■ SOURCE EXTRACT:

⟨

Therefore, the k-step transition probability matrix of the system is a matrix composed of the k-step transition probability sets of all states. The form is as follows:

$$ P^{(k)} = \begin{array}{*{20}c} {} & {\begin{array}{*{20}c} {E_{1} } & {E_{2} } & \cdots & {E_{n} } \\ \end{array} } \\ {\begin{array}{*{20}c} {E_{1} } \\ {E_{2} } \\ \vdots \\ {E_{n} } \\ \end{array} } & {\left( {\begin{array}{*{20}c} {p_{11}^{(k)} } & {p_{12}^{(k)} } & \cdots & {p_{1n}^{(k)} } \\ {p_{21}^{(k)} } & {p_{22}^{(k)} } & \cdots & {p_{2n}^{(k)} } \\ \vdots & \vdots & {} & \vdots \\ {p_{n1}^{(k)} } & {p_{n2}^{(k)} } & \cdots & {p_{nn}^{(k)} } \\ \end{array} } \right)} \\ \end{array} $$
(11.8)

This matrix has the following three properties:

  • Non-negative: \(p_{ij}^{(k)} \ge 0,i,j = 1,2, \ldots ,n\)

  • The sum of row elements is 1, that is \(\sum\nolimits_{j = 1}^{n} {p_{ij}^{(k)} } = 1,i = 1,2, \ldots ,n\)

  • \(P^{(n)} = P^{(n - 1)} P = P^{n}\)

Example 11.2

The market of Borui Company has three states: E1, E2 and E3 (that is salable, ordinary and unsalable). The market transfer of the company is shown in Table 11.2. Try to find the two-step state transition probability matrix of the company’s market.

Table. 11.2 Company market states transition

Solution:

First write down the one-step transition probability matrix

$$ P^{\left( 1 \right)} = \left[\begin{array}{*{20}c} {0.500} & {0.167} & {0.333} \\ {0.444} & {0.222} & {0.334} \\ {0.500} & {0.400} & {0.100} \\ \end{array}\right] $$

The two-step state transition probability matrix can be calculated from the one-step transition probability matrix by the formula \(P^{(n)} = P^{n}\):

$$ P^{\left( 2 \right)} = P^{2} = \left[\begin{array}{*{20}c} {0.500} & {0.167} & {0.333} \\ {0.444} & {0.222} & {0.334} \\ {0.500} & {0.400} & {0.100} \\ \end{array}^{2}\right] = \left[\begin{array}{*{20}c} {0.491} & {0.254} & {0.255} \\ {0.488} & {0.257} & {0.255} \\ {0.478} & {0.212} & {0.310} \\ \end{array}\right] $$
  1. (3)

⟩

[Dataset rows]
⟨

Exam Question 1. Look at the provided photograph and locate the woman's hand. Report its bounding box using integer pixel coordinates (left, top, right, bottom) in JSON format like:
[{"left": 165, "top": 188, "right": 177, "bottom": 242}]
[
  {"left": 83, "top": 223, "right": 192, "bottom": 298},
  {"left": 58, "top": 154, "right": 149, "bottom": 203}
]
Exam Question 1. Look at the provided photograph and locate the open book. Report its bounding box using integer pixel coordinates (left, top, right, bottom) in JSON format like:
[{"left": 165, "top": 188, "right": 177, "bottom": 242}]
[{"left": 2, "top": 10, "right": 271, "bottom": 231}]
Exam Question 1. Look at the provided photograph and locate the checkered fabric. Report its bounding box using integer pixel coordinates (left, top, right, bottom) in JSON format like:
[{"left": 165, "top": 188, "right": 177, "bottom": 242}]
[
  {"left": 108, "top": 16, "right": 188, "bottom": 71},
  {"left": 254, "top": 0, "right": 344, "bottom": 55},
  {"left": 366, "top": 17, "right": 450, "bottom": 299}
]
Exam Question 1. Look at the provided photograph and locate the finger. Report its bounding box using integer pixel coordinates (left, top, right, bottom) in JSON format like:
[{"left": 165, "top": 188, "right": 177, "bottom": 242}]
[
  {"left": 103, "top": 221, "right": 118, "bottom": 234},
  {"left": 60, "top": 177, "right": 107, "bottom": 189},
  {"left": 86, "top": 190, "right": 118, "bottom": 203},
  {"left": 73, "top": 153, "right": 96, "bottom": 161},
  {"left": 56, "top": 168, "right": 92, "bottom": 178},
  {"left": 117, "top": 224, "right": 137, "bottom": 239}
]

⟩
⟨

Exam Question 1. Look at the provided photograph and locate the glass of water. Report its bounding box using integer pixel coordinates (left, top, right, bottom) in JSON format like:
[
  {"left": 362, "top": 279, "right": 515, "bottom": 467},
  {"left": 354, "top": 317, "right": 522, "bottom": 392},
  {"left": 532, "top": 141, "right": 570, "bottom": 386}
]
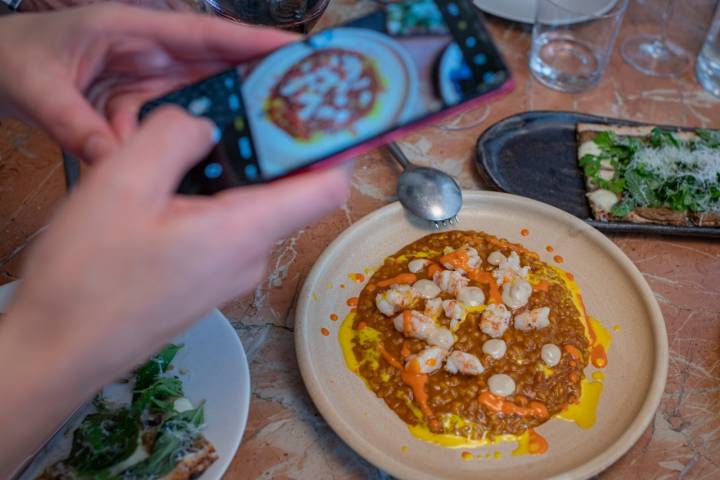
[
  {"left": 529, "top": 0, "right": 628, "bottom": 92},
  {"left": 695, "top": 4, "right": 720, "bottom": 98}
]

⟩

■ EXERCISES:
• A. In the transition probability text, what three market states does Borui Company have?
• B. Continue the text on k-step transition probability matrices from the point where it stops.

■ TASK-BY-TASK RESULTS:
• A. Salable (E1), ordinary (E2), and unsalable (E3).

• B.
    Steady-State Probability

The state probability is the steady-state probability when the Markov chain reaches a steady state. Under certain conditions, the Markov chain will reach a stable state after k-step transfer.

  1. (1)

    Conditions of stable state. If the one-step transition probability matrix is a normal probability matrix, the Markov chain can reach a stable state.

  2. (2)

    Solving the steady-state probability. According to the definition of steady state of Markov chain, when in a stable state, there is \(S^{(k + 1)} = S^{(k)}\), that is \(S^{(k + 1)} = S^{(k)} P = S^{(k)}\).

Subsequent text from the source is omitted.